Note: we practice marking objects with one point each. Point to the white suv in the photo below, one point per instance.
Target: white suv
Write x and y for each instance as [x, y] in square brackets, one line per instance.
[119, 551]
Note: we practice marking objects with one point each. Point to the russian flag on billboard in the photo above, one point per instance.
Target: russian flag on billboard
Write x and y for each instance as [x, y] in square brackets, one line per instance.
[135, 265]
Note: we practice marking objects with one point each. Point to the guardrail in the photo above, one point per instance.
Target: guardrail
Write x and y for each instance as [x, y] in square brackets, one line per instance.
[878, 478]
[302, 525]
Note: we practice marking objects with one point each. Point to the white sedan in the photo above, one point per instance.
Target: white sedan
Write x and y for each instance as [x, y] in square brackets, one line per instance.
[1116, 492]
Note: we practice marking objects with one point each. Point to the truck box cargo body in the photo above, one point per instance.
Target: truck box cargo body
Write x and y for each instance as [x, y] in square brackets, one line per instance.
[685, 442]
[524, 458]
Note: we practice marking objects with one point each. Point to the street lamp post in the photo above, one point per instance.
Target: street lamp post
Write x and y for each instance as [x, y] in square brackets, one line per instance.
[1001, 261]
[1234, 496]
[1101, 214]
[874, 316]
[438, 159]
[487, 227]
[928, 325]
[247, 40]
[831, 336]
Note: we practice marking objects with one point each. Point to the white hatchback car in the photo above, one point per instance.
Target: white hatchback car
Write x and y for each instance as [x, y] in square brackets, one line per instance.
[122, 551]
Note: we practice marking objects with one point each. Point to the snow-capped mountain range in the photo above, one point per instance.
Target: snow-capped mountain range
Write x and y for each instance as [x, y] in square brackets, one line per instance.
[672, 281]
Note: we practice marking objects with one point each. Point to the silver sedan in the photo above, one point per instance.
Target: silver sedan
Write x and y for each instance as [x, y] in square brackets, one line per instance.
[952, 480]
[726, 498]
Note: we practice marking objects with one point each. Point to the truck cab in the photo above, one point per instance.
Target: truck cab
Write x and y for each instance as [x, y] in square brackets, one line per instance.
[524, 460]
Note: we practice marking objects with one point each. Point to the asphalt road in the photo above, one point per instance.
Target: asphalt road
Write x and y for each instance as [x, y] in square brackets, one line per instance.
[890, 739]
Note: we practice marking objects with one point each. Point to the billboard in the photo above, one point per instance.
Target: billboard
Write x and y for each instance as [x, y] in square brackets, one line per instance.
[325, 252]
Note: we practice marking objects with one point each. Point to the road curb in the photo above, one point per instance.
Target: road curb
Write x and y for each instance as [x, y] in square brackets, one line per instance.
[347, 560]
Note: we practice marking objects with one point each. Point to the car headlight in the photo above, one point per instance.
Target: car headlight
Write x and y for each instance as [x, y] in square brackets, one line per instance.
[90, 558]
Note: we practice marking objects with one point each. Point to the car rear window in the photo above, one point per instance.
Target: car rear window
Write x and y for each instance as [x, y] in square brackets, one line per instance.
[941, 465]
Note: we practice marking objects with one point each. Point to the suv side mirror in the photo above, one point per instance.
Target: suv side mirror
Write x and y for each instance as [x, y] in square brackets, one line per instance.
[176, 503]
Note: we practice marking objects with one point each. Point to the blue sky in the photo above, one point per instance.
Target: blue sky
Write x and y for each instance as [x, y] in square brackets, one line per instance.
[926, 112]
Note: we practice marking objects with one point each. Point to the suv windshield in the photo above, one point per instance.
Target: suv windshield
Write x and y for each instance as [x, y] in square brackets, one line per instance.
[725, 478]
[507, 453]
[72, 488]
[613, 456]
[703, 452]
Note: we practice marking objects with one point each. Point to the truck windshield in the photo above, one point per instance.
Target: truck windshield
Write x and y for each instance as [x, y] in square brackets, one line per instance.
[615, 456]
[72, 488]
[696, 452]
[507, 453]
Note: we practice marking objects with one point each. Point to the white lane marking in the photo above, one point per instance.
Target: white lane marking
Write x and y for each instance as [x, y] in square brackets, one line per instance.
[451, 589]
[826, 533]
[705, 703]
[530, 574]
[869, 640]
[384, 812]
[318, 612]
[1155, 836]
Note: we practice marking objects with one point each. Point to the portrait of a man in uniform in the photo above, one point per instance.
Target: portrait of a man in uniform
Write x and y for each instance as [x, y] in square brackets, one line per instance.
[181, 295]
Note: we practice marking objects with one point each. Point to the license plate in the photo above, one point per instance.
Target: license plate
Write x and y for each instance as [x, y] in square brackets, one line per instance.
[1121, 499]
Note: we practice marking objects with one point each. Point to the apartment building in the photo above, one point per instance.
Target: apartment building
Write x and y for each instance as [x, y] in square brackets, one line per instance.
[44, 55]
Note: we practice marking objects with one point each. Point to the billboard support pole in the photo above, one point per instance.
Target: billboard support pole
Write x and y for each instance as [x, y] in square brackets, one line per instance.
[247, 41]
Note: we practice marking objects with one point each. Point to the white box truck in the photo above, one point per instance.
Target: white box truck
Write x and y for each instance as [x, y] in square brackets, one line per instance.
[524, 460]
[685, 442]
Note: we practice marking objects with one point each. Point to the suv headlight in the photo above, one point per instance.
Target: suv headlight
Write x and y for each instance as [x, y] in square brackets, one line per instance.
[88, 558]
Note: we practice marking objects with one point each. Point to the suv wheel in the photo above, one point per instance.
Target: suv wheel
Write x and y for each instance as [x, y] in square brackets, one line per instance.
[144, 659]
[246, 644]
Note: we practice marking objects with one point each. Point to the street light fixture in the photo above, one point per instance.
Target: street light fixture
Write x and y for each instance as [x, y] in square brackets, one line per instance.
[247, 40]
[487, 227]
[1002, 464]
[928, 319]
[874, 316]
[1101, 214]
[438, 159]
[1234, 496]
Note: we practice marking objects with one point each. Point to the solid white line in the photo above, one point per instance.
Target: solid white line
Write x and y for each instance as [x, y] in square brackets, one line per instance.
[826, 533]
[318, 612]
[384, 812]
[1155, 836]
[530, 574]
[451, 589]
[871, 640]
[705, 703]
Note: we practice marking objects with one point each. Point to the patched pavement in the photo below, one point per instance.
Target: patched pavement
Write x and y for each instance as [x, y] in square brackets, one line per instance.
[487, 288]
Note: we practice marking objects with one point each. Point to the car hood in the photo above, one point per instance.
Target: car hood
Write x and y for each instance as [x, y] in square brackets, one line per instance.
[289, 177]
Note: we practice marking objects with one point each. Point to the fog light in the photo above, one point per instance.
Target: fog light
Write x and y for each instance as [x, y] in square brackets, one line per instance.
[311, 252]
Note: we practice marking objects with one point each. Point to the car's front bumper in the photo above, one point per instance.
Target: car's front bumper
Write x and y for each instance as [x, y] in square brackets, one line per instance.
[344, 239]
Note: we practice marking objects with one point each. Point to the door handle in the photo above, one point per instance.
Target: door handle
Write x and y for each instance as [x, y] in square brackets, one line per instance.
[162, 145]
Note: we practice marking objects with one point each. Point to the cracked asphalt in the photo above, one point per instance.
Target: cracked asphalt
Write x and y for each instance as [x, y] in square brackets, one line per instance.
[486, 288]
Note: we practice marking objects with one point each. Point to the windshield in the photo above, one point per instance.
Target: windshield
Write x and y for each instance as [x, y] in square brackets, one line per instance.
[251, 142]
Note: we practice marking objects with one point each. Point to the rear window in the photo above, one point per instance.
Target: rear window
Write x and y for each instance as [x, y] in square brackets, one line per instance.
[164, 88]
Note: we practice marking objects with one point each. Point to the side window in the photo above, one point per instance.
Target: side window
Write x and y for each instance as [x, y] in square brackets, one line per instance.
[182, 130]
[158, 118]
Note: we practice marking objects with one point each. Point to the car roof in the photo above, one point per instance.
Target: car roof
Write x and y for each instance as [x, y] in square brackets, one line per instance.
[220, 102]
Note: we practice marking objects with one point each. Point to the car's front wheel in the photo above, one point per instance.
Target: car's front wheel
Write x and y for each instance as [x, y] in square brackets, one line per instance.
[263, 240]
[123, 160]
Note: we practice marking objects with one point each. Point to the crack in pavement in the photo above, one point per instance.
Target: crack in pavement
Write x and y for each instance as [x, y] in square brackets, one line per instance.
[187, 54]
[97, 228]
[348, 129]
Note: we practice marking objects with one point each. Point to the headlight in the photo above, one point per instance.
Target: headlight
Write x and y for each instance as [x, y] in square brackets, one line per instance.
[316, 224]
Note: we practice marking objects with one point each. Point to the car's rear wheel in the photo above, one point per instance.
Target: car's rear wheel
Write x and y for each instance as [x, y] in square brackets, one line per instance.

*Given task*: Return precisely the lines of the records, starting with the line that holds "the crack in" and ending with the last one.

*Output of the exercise*:
Note: we practice marking objects with one point each. Point to the crack in pavement in the photo above, one point per instance.
Target: crack in pavement
Write x and y for each instance as [x, y] in square brackets, one line per instance.
[187, 54]
[97, 228]
[348, 129]
Note: we practice marking objects with one point each. Point to the headlight in the photo above, one point per instance.
Target: headlight
Write x and y for each instance as [x, y] in square brackets, one line per instance.
[316, 224]
Note: we practice marking objects with one point each. Point to the car's rear wheel in the photo above, one point per instance.
Target: car's rear wheel
Write x and y for each instance as [x, y] in square brackets, one line per instance.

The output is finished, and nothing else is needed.